This specification relates to planning the future trajectory of an autonomous vehicle in an environment.
The environment may be a real-world environment, and the autonomous vehicle can be, e.g., an automobile in the environment.
Autonomous vehicles include fully autonomous driverless cars, boats, and aircraft. Autonomous vehicles use a variety of on-board sensors and computer systems to detect nearby objects and use such detections to make control and navigation decisions.
This specification describes how an autonomous vehicle, e.g., an automobile, can use a trained machine learning model to plan a trajectory for the autonomous vehicle from perception signals, i.e., from outputs generated by a perception system on-board the autonomous vehicle. More specifically, this specification describes generating both candidate planned trajectory outputs for the autonomous vehicle and predicted future trajectory outputs for other agents using the same shared prediction neural network.
In general, one innovative aspect of the subject matter described in this specification can be embodied in methods that include the actions of: obtaining, by an autonomous vehicle, scene data characterizing a scene in an environment at a current time point that comprises the autonomous vehicle and a set of target agents; receiving, by the autonomous vehicle, route data characterizing an intended route through the environment for the autonomous vehicle after the current time point; and processing, by the autonomous vehicle, the route data and the scene data using a prediction neural network to generate a prediction output that comprises (i) a set of one or more candidate planned trajectory outputs for the autonomous vehicle that each specify a respective planned trajectory for the autonomous vehicle starting from the current time point and (ii) for each target agent in the set of target agents, a respective set of one or more predicted future trajectory outputs that each specify a respective predicted future trajectory for the target agent starting from the current time point.
The foregoing and other embodiments can each optionally include one or more of the following features, alone or in combination. In particular, one embodiment includes all the following features in combination.
In some implementations, the method further includes controlling the autonomous vehicle using the prediction output.
In some implementations, the scene at the current time point comprises a plurality of other agents, and wherein the set of target agents is a subset of the plurality of other agents.
In some implementations, the subset is a proper subset.

● ● ● ●

# [Given exercise a]
In the passage on autonomous vehicle trajectory planning, what generates both the vehicle's candidate planned trajectories and the other agents' predicted future trajectories?
The text and the records are unrelated to each other.

● ● ● ●

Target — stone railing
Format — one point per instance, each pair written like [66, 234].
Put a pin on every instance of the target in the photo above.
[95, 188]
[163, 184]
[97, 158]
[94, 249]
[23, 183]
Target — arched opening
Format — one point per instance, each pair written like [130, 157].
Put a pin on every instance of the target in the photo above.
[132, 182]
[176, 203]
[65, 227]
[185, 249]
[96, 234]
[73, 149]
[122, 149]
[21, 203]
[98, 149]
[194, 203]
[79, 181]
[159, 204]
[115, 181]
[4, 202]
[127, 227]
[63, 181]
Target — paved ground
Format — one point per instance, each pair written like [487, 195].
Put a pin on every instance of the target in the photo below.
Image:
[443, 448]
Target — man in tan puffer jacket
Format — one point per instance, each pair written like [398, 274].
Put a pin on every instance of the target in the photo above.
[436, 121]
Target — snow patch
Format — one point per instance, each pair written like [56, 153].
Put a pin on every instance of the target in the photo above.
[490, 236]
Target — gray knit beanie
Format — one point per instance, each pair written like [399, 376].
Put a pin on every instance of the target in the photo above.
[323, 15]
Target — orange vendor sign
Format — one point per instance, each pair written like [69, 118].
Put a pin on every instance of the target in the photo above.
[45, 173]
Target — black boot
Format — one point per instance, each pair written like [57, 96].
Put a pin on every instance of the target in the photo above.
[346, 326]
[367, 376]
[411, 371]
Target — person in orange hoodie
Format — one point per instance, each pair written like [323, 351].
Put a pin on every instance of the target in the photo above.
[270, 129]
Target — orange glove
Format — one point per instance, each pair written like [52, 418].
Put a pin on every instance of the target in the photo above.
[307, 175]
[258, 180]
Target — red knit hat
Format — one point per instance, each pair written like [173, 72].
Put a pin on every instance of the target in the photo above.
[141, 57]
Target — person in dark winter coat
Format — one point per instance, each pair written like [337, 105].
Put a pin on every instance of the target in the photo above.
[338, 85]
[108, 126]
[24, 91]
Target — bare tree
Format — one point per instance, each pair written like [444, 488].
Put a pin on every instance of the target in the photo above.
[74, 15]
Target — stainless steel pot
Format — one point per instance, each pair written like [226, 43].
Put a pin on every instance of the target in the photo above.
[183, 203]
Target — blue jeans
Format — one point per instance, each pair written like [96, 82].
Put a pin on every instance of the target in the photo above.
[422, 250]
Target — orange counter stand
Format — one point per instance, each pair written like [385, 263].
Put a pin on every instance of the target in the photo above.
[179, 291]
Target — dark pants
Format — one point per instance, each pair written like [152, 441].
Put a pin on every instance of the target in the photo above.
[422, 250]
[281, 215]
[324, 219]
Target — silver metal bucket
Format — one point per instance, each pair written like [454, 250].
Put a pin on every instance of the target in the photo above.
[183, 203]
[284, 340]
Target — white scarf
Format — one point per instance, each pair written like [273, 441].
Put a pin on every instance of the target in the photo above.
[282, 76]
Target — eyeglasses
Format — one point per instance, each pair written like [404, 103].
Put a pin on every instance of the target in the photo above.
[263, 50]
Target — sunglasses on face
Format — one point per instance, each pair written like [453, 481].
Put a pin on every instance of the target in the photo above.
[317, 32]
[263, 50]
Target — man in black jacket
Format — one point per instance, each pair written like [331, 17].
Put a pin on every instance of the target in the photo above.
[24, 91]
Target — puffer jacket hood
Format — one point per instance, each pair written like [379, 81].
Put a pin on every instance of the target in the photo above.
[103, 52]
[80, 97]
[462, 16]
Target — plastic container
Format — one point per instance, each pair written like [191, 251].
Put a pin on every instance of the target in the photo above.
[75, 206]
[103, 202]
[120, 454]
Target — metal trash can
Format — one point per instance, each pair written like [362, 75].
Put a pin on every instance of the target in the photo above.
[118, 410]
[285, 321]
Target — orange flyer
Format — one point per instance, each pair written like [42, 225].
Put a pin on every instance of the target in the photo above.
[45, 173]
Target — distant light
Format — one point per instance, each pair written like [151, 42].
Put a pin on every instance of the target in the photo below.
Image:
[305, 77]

● ● ● ●

# [Given exercise b]
Retype the records from the line with "Target — distant light" through the last line of the records, keeping both ends.

# [Written reply a]
The same shared prediction neural network.

# [Written reply b]
Target — distant light
Format — one point per instance, each pair written like [151, 42].
Put a pin on every instance of the target in the photo below.
Image:
[305, 77]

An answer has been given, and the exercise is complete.